DATASET CONTENT: Begin
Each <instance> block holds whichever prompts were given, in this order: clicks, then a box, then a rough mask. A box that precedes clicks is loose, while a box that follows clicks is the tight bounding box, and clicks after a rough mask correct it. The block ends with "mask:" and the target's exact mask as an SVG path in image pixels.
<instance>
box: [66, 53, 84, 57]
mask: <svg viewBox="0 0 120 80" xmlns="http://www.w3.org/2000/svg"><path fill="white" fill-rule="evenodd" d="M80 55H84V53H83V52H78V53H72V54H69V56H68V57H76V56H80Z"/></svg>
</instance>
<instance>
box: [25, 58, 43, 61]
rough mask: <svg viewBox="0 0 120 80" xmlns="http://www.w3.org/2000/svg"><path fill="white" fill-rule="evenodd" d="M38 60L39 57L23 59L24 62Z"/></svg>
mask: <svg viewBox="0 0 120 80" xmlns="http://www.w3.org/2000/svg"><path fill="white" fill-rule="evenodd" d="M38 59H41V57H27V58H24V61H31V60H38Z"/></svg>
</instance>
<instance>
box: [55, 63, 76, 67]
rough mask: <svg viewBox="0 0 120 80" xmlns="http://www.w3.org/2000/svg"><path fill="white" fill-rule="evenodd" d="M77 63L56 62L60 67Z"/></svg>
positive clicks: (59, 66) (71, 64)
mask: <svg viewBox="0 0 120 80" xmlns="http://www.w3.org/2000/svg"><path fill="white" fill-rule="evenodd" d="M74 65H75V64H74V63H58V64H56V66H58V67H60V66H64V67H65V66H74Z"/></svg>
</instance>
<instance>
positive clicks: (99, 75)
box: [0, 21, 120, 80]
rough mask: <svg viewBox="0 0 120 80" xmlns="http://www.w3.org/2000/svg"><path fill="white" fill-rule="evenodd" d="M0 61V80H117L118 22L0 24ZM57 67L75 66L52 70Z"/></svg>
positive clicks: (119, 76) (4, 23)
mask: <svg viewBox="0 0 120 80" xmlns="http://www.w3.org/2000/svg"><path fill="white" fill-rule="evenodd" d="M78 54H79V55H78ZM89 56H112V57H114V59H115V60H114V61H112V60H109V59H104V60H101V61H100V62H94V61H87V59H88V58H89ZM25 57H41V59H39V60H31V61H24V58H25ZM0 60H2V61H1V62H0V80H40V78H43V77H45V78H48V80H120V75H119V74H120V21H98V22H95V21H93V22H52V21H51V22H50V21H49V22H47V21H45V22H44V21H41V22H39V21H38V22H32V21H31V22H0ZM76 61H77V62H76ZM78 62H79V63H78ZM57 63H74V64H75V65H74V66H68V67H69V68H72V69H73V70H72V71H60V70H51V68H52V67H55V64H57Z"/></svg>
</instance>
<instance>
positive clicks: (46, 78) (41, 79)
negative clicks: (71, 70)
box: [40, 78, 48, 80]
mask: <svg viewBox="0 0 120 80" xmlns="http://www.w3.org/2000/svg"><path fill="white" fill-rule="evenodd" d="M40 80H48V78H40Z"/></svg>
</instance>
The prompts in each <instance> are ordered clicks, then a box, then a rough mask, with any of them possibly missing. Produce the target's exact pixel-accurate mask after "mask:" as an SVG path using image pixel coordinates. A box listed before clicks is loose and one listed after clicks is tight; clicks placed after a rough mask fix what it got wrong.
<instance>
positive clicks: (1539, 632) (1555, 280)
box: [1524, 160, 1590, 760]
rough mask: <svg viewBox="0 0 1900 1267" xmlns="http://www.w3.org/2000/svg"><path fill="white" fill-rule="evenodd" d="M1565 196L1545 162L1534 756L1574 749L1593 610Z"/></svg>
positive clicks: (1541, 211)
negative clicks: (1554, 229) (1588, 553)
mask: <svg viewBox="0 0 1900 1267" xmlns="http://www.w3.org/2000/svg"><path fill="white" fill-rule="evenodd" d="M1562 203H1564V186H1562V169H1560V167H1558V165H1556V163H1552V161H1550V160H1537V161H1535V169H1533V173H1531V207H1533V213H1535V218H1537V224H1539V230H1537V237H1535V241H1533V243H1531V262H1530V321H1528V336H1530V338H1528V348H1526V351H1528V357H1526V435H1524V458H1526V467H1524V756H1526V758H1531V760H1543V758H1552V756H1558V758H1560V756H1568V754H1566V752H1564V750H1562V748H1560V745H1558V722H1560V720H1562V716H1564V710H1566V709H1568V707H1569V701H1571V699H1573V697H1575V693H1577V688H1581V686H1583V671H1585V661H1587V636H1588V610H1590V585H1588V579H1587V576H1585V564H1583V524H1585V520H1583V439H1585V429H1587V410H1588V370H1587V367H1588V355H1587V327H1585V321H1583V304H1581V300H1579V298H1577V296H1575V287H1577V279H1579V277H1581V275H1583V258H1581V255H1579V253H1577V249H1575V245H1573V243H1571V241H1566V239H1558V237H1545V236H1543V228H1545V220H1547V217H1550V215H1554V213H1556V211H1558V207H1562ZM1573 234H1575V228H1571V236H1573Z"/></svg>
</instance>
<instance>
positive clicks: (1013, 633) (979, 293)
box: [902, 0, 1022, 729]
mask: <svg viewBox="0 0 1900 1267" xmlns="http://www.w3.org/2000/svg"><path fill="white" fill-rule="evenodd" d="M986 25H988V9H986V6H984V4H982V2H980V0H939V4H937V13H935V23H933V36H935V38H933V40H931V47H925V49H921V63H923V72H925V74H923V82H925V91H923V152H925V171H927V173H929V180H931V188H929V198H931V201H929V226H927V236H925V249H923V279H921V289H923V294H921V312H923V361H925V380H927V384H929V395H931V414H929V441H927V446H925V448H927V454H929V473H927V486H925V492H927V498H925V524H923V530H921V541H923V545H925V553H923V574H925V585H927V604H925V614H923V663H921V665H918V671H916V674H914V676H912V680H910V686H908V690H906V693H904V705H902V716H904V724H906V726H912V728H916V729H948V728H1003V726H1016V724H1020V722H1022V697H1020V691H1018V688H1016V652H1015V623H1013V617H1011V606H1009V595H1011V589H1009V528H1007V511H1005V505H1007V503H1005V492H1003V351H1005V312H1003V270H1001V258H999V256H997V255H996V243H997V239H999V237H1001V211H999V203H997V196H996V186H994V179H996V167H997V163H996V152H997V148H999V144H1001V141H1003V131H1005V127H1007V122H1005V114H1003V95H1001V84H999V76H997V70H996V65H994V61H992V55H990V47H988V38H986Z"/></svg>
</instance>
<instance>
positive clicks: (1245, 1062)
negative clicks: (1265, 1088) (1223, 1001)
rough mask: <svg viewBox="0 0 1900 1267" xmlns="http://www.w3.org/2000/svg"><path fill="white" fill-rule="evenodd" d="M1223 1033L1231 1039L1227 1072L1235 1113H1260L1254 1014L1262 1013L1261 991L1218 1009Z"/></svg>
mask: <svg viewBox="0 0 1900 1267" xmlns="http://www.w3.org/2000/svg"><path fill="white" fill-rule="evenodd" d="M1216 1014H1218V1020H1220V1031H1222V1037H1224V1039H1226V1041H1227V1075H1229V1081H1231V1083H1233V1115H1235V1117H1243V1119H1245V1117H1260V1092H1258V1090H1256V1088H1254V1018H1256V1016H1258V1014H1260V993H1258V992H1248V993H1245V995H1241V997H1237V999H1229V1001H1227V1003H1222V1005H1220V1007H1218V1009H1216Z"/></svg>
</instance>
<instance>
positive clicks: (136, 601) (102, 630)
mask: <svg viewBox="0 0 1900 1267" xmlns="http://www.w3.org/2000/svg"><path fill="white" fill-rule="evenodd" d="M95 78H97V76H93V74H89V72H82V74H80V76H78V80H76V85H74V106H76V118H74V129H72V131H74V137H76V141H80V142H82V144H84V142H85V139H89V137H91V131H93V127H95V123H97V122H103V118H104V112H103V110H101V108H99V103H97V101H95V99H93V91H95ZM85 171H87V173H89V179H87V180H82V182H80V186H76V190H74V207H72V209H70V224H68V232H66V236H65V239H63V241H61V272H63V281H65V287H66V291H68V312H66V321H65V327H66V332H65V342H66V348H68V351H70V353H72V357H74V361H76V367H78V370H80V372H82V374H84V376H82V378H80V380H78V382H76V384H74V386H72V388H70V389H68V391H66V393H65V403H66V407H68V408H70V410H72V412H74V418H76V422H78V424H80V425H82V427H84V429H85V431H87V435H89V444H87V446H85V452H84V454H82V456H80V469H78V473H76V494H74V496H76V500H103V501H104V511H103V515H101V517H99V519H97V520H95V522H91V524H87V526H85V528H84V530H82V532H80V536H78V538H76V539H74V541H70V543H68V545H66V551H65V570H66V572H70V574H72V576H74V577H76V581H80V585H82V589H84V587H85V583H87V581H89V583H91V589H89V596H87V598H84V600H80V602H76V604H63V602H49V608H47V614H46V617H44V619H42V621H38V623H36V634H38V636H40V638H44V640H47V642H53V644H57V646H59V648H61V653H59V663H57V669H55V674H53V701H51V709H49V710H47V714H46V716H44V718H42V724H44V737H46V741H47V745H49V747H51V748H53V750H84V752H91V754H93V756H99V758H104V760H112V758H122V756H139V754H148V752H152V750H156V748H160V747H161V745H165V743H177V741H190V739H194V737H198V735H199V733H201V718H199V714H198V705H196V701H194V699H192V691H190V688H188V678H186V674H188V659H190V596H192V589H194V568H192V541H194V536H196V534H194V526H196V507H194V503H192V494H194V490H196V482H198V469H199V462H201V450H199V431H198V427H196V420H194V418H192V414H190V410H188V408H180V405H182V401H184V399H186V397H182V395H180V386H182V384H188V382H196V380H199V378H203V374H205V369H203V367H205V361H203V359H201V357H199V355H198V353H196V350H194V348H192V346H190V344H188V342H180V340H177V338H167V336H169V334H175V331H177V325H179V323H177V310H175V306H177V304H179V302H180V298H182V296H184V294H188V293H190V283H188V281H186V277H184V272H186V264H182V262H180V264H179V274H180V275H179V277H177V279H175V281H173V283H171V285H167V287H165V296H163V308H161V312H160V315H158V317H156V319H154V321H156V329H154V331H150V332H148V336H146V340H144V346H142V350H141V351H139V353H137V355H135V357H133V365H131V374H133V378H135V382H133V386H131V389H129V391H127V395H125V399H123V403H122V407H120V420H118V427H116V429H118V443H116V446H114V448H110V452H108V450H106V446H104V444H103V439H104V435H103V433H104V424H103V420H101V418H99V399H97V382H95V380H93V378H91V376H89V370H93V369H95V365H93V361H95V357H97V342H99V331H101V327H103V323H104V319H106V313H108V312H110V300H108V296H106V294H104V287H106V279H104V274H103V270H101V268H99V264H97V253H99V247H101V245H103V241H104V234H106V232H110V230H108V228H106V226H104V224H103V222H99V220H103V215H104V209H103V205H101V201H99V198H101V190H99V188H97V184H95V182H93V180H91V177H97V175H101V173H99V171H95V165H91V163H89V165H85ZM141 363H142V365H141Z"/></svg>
DATASET CONTENT: End
WHAT TO WORK ON: Find every line in the records above that holds the word "target", and copy each one.

ANSWER SECTION:
Each <instance> block holds whichever prompts were given, in this order: clicks, then a box, then a rough mask. A box that precedes clicks is loose, while a box that follows clicks is the tight bounding box, and clicks after a rough mask correct it. The block ends with "mask:" and the target's exact mask as an SVG path in image pixels.
The prompts in each <instance> are ordered clicks, then a box, then a rough mask, with any of them possibly missing. Produce the target's exact pixel-accurate mask after "mask:" as an SVG path using image pixel coordinates. A box listed before clicks is loose and one listed after clicks is tight; clicks placed after a rough mask fix what it got wrong.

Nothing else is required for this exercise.